• TEXTE DU DOCUMENT
· · · · · · ·
Durant la courte période de domination mongole entre les deux longues dynasties nationales des Song (960-1279) et des Ming (1368-1644), la Chine est le théâtre de profondes transformations socio-culturelles. La faillite des structures politiques traditionnelles et la remise en question qu'elle engendre chez les intellectuels chinois est, bien sûr, à la source de ces transformations. Dans la peinture particulièrement, rien à partir du xive siècle ne sera désormais comme avant. Reniant l'héritage des Song du Sud associé à la décadence des institutions chinoises, les intellectuels tentent de renouer avec un « âge d'or » révolu en cherchant leurs modèles dans l'art des Tang et du début des Song. Cette démarche se caractérise, chez la première génération de peintres Yuan, par un archaïsme délibéré et un renouveau de la peinture de personnages, dont les thèmes historiques attestent la gloire de la civilisation chinoise. L'art de Qian Xuan, à la charnière du xiiie et du xive siècle, marque la transition entre un retour à l'archaïsme et l'avènement de ce que l'on a pu justement qualifier de « classicisme » chinois.

Un peintre à la charnière de deux époques

Qian Xuan (env. 1235 - après 1301), souvent mentionné sous son prénom officiel Shunju, est originaire du Zhejiang. Il reçut une formation classique couronnée dans les années 1260 par sa réussite au concours de jinshi, sorte de doctorat. Vivant à Wuxing (Jiangsu) après la chute de la dynastie Song du Sud (1127-1279), il devint, avec son ami Zhao Mengfu, membre d'un groupe de lettrés distingués dès cette époque sous le nom des « Huit Talents de Wuxing ». Le groupe se dispersa lorsqu'en 1286 l'empereur mongol Kubilaï convia à la cour de Pékin les plus célèbres lettrés du pays, invitation à laquelle répondit Zhao Mengfu. Qian Xuan ne se rendit pas à la capitale et paraît avoir mené dès lors une vie de retraite.
· · · · · · ·
• CONSIGNE ÉCRITE
Donnez la suite du texte sur Qian Xuan et la peinture chinoise sous les Yuan, s'il vous plaît, en reprenant juste après sa dernière phrase.

Enregistrements bruts
· · · · · · ·
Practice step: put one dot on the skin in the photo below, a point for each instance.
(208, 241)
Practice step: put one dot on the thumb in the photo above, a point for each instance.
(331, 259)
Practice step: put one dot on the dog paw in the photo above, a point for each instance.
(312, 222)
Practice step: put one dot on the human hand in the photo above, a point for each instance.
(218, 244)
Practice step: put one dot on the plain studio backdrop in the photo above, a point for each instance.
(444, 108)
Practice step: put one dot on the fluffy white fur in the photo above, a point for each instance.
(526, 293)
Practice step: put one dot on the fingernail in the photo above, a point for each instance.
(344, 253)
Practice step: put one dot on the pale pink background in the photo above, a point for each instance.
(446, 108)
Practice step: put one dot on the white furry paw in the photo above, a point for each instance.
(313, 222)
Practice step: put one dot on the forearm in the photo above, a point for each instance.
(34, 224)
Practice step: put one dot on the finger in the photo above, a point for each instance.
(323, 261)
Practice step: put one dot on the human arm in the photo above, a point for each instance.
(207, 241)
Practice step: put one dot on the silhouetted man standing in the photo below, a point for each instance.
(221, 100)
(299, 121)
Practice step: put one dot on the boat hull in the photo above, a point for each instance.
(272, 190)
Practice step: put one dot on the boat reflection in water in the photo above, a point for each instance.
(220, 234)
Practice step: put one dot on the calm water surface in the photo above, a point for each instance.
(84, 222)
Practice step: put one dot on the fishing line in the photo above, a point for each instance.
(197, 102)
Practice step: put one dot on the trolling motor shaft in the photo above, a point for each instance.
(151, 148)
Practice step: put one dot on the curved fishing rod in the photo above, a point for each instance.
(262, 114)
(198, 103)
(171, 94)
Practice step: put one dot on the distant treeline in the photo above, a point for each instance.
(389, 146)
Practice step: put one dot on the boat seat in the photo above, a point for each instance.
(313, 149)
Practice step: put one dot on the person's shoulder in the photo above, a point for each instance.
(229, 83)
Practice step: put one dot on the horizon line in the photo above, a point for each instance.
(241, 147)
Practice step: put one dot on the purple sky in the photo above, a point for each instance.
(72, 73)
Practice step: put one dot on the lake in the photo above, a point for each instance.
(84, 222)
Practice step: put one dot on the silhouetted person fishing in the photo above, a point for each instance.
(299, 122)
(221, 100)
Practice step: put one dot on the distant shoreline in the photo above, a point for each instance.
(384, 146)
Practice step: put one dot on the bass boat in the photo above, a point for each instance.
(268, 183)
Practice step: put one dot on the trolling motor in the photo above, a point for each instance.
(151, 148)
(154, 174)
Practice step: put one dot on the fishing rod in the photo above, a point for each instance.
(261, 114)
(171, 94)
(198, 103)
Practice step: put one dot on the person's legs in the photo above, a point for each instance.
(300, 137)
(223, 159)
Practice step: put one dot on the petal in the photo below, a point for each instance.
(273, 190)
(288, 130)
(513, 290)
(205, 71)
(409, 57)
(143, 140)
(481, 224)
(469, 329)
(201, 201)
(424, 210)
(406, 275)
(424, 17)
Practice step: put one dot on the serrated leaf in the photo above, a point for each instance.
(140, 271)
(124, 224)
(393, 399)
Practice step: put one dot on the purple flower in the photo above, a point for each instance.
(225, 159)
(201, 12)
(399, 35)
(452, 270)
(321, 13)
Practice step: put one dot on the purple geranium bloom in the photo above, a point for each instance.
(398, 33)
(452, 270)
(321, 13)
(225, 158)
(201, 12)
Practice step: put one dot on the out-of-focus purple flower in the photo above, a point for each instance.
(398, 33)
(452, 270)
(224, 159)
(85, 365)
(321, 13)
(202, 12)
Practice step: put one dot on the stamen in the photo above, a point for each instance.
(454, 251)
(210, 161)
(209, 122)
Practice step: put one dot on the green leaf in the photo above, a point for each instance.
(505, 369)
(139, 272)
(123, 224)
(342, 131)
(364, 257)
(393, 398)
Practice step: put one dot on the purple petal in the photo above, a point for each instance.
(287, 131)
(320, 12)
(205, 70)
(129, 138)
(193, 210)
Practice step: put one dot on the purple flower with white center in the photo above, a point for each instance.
· · · · · · ·
• RÉPONSE ATTENDUE
De ce refus de quitter la Chine du Sud est née une grande part de la légende qui entoure Qian Xuan. Les critiques chinois de la postérité, toujours soucieux d'adapter les faits au moule de l'idéologie officielle, ont présenté Qian Xuan comme un loyaliste fervent. Il est devenu un héros dont le refus de toute compromission est automatiquement opposé à l'attitude renégate de Zhao Mengfu, coupable d'avoir accepté les avances de l'occupant mongol. Gardons en mémoire la relativité des matériaux historiques et la partialité des interprétations a posteriori ; la véritable personnalité de Qian Xuan est à chercher bien davantage dans sa peinture que dans les notices et catalogues tardifs.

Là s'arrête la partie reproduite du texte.